- What this task involves -
If a line in the following entries contains the string "below", it counts toward the total; report only that total.

- Entries shown -
^^^^
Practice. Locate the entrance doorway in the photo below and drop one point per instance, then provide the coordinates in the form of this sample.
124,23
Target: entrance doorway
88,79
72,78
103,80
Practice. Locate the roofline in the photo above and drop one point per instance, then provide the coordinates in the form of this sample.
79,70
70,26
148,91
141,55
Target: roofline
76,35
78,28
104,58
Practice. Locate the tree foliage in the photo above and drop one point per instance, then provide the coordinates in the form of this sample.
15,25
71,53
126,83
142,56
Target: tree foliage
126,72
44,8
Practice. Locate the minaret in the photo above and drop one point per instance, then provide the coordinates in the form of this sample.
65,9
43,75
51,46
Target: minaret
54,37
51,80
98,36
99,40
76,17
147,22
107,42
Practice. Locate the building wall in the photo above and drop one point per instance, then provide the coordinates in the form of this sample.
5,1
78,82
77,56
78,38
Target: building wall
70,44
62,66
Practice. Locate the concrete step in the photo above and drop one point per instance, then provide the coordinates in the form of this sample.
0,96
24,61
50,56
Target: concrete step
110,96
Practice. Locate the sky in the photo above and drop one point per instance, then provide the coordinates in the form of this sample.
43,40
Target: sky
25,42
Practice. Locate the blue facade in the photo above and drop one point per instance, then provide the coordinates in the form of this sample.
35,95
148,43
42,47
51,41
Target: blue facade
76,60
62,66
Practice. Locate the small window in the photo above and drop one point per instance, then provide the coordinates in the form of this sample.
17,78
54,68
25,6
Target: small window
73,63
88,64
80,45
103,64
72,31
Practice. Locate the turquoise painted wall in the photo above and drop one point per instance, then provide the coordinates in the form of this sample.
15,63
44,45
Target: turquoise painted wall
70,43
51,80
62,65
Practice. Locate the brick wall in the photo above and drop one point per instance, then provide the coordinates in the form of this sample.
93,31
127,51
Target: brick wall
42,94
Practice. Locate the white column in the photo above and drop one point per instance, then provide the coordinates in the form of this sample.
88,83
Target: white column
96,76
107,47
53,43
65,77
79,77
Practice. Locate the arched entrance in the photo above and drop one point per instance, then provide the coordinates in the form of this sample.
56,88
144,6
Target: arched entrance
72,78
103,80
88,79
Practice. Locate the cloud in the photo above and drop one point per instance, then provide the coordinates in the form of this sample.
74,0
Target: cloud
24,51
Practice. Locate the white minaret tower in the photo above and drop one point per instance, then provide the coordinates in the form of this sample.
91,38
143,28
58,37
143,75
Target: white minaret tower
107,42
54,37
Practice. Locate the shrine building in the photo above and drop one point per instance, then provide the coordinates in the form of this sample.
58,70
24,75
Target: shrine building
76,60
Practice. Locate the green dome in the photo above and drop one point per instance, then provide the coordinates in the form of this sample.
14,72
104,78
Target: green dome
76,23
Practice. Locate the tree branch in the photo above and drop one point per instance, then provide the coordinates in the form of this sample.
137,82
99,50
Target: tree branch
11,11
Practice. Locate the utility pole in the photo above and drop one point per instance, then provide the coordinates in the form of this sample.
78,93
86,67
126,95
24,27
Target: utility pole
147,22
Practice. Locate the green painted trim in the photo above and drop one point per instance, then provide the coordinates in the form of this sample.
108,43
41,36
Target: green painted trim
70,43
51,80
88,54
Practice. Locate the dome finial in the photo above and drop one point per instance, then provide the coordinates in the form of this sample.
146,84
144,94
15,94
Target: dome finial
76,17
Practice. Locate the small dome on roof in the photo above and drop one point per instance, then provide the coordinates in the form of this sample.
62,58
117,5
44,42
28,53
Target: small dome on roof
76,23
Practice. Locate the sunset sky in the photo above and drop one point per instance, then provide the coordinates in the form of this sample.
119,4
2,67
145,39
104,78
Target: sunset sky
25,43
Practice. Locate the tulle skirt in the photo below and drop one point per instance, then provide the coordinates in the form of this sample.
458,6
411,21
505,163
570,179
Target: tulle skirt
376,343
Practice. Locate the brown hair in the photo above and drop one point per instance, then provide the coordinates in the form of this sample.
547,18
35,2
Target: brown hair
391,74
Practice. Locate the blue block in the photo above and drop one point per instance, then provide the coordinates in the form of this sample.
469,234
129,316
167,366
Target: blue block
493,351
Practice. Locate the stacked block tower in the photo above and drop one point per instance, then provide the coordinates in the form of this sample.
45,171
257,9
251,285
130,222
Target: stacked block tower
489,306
^^^^
- Answer to this task -
2